Los Apóstoles habían recibido la enseñanza de Jesús. Se podría decir que tenían en su cabeza todo lo aprendido junto a su Maestro. Sabían que todo había que trasmitirlo a los demás; sabían, por Jesús, que tenían que hacer conocer la Buena Noticia: tenían que Evangelizar hasta los confines de la tierra. Sin embargo, después de la muerte de Jesús, estaban encerrados, por miedo a los judíos, que buscaban acabar con todo lo relacionado con Jesús de Nazaret. Temerosos, sabían de la misión encomendada por Jesús, pero estaban perplejos y no sabían qué hacer. Parece que habían caído además en un gran desánimo y vacío. Estaban inscritos en la religión de Cristo pero les faltaba ser cristianos de espíritu.
En esas circunstancias se cumple la promesa del Espíritu Santo: viene impetuosamente sobre ellos y en ellos. Los Apóstoles, los Doce, se sienten trastornados, mejor dicho, se sienten transformados por una fuerza que los arrastra y empuja hacia afuera; las palabras como que se convierten en fuego, que los quema por dentro, como a los profetas, que les impide quedarse encerrados y callados sin hablar lo que habían visto y oído. Abren las puertas y salen valientes a enfrentar a la gente y a hablarles, evangelizando, a todos y a cada uno en su propia lengua. La venida del Espíritu Santo los cambió en cristianos de espíritu.
Este suceso prodigioso se puede producir siempre, en cualquier momento.
Para muchos de nosotros fue esto lo que se produjo en la Iglesia con el Vaticano II. La Iglesia centrada en sí misma y encerrada, es enviada al mundo a Evangelizar como maestra, pero, también la Iglesia, es enviada al mundo como discípula, y es evangelizada por el mundo. Va al mundo a enseñar y a ser enseñada por el mundo. Se habla de una Iglesia Maestra y también Discípula, que evangeliza y que a su vez es evangelizada. Todo es obra del Espíritu Santo. ¡Es un Pentecostés! El Espíritu lleva a la Iglesia al mundo a “discernir los signos de los tiempos” y a encarnar en ese mundo al Verbo.
Los hombres y mujeres de Iglesia se sintieron interpelados por el Espíritu. Salimos desde dentro de la Iglesia, porque estábamos muy centrados sobre nosotros mismos; temerosos y encerrados en nuestros templos y comunidades. Al apreciar el valor del Concilio Vaticano II, muchos nos convencimos y nos alegramos diciendo: ¡Tenemos una Iglesia de espíritu! ¡Es una primavera de la Iglesia!

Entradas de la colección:
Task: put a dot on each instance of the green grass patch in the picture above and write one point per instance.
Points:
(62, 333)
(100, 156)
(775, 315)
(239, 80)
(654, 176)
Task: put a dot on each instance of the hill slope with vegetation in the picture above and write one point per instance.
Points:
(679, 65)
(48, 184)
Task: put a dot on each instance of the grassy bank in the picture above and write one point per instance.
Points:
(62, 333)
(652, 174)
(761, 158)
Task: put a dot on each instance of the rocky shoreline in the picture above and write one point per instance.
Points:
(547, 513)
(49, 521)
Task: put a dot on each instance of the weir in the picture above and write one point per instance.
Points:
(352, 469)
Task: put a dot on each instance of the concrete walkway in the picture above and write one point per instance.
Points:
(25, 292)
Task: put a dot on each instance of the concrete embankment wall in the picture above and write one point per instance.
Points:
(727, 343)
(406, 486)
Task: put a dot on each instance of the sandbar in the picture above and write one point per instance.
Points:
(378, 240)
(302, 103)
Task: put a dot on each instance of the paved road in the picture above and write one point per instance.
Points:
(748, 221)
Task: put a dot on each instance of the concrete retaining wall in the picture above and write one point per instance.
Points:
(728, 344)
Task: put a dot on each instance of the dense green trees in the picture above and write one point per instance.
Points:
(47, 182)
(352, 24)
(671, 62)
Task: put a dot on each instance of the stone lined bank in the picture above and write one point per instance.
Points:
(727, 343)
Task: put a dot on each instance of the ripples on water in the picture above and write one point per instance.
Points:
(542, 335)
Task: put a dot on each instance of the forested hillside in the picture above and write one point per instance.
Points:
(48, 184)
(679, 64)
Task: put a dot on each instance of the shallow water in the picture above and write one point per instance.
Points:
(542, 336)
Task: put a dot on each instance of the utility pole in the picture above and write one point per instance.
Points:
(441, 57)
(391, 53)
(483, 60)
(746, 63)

Problema planteado 1:
Responde, según el texto sobre Pentecostés:
(a) ¿Por qué estaban encerrados los Apóstoles después de la muerte de Jesús?
(b) ¿En qué dice el texto que se convierten las palabras cuando llega el Espíritu Santo?
(c) ¿Con qué acontecimiento de la Iglesia relaciona el texto este suceso?
Problema planteado 2:
Copia todas las frases entre signos de exclamación que aparecen en el texto sobre Pentecostés.
Problema planteado 3:
Escribe lo que sigue al texto sobre Pentecostés, a partir de su última oración.
Los registros no hacen falta para resolver nada.

Respuesta 1:
(a) Por miedo a los judíos, que buscaban acabar con todo lo relacionado con Jesús de Nazaret.
(b) En fuego, que los quema por dentro.
(c) Con el Vaticano II.

Respuesta 2:
¡Es un Pentecostés!
¡Tenemos una Iglesia de espíritu!
¡Es una primavera de la Iglesia!

Respuesta 3:
Hemos hablado de Iglesia de espíritu y de cristianos de espíritu, porque lamentablemente constatamos que hay cristianos de prácticas y de cumplimiento de ciertas leyes, que no tienen el Espíritu del Evangelio; son de la religión cristiana, pero que no tienen espíritu cristiano.
Recibir el Espíritu Santo y participar de él en este Pentecostés, significa algo muy importante: ser cristianos de espíritu y no de forma. Se trata de ser cristiano “no a su manera”, de formas o de palabra, sino cristianos de vida por el Espíritu. Así, también, queremos una Iglesia del Espíritu. Necesitamos un nuevo Pentecostés para un Pueblo de Dios de espíritu.
¿Y qué ha pasado con la Iglesia del Vaticano II? ¿Acaso el Concilio no fue obra del Espíritu Santo?… Se sigue viviendo una involución y restauración de la Iglesia. Y el Vaticano II ha pasado a ser una tarea pendiente y siempre latente en la Iglesia. Con temor, uno se pregunta al ver la no puesta en práctica del Concilio: ¿No será éste aquel famoso pecado contra el Espíritu Santo que no será perdonado? ¡Cuidado!
Con la llegada del Papa Francisco I muchos nos hemos alegrado. Algunos han dicho que el Espíritu Santo nos ha dado un nuevo Juan XXIII. Otros dicen que está nuevamente repuntando una primavera en la Iglesia. Otros hablan de un nuevo Pentecostés. El que la Iglesia sea del Espíritu Santo, que sea misionera y evangelizadora del mundo, y respondiendo a “los signos de los tiempos”, que el Pueblo de Dios vaya al mundo no sólo como maestro, sino también como discípulo, que evangelice al mundo secular y que sea evangelizada por el mundo, el que la Iglesia recupere el paso del Vaticano II no es sólo tarea de Francisco I, sino también de nosotros, discípulos de Cristo.
Pidamos con fe, esperanza y amor, que en este Pentecostés nuestra Iglesia, nosotros, Pueblo de Dios, recibamos, como los Apóstoles, al Espíritu Santo que renovará a la Iglesia y la faz de la tierra.
¿Después de recibir el Espíritu Santo vamos a pensar todos igual?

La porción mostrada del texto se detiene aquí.